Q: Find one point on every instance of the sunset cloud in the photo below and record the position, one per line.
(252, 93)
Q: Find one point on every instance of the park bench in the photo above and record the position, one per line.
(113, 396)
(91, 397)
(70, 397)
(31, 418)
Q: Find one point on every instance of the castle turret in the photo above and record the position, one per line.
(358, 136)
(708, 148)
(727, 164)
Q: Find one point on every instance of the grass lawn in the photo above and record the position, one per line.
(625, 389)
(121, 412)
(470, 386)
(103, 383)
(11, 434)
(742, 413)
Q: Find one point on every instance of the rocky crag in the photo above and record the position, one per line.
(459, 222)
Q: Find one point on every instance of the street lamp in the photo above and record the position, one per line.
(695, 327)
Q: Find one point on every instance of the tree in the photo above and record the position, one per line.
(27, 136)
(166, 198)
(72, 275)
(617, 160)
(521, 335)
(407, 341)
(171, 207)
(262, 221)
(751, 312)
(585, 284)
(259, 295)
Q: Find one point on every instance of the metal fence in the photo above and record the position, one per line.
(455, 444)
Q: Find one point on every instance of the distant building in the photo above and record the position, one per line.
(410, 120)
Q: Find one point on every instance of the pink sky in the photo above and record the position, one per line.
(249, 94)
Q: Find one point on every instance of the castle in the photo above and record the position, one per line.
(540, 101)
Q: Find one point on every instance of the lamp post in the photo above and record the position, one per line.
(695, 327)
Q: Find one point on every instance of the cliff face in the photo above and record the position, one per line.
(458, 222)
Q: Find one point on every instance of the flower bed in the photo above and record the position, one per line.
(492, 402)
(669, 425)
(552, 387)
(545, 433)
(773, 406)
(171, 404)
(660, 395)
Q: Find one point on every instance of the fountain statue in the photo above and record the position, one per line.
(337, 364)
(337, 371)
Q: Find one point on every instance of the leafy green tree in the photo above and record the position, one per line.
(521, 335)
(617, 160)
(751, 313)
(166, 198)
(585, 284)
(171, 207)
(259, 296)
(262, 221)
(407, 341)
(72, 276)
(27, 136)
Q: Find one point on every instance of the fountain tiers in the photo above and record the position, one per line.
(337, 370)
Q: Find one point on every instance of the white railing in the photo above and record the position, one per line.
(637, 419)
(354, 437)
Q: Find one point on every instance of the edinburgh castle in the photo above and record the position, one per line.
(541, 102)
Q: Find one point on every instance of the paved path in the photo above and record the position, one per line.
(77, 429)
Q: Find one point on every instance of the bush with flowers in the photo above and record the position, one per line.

### AIM OF THE TASK:
Once you have read the entries above, copy them out exactly as they were given.

### EXERCISE ANSWER:
Q: Find one point on every instance of the sunset cloud in the photo below and record the position, one per line.
(252, 93)
Q: Find one point on every instance of the park bench in the photo above and record the position, one per line.
(113, 396)
(91, 397)
(70, 397)
(31, 418)
Q: Find one point on every instance of the castle turret in the photo above and record the position, one per line.
(358, 136)
(708, 148)
(727, 164)
Q: Find one point on every instance of the grass lawn in the photo above and record the position, one per line.
(625, 389)
(121, 412)
(470, 386)
(103, 383)
(11, 434)
(742, 413)
Q: Find one point on every instance of the rocky crag in the photo above and record the position, one per line.
(459, 222)
Q: Find one point on every instance of the street lamp in the photo above and record the position, one per line.
(695, 327)
Q: Find one point on every instance of the tree in the photo above and record the position, one per line.
(27, 136)
(166, 198)
(72, 275)
(617, 160)
(521, 335)
(407, 341)
(171, 207)
(262, 221)
(751, 312)
(585, 284)
(259, 295)
Q: Find one point on every instance of the metal fence in the photo above and record the position, one per line.
(455, 444)
Q: Find one point on every instance of the distant building in the photo above and record the position, one per line.
(410, 120)
Q: Find one point on every instance of the pink sky in the photo above and record the position, one per line.
(249, 94)
Q: Find one point on every instance of the castle in the photo above and record the position, one per line.
(540, 101)
Q: Find one point on every instance of the lamp post in the photo above and record the position, one per line.
(695, 327)
Q: Find one point on every instance of the cliff face in the photo above and record the position, one per line.
(458, 222)
Q: Find one point on every instance of the flower bed in the photo above and record the position, one per line.
(492, 402)
(669, 425)
(552, 387)
(545, 433)
(773, 406)
(171, 404)
(660, 395)
Q: Find one point on every instance of the fountain statue in the photo above and record the position, one per line.
(337, 364)
(337, 371)
Q: Find one point on every instance of the leafy green tree in the photo above and record the position, one per line.
(521, 335)
(617, 160)
(751, 313)
(166, 198)
(585, 284)
(171, 207)
(259, 296)
(262, 221)
(407, 341)
(72, 276)
(27, 136)
Q: Find one point on every instance of the fountain tiers in the photo above and record the position, one per line.
(337, 370)
Q: Find one point on every instance of the white railing in the photo above and record the position, one per line.
(637, 419)
(354, 437)
Q: Find one point on every instance of the edinburgh castle in the photo above and record the position, one per line.
(541, 102)
Q: Find one point on every instance of the paved path in the photo above and record the position, one per line.
(77, 429)
Q: Find one point on every instance of the bush with flowers in the photo above and record the position, one per line.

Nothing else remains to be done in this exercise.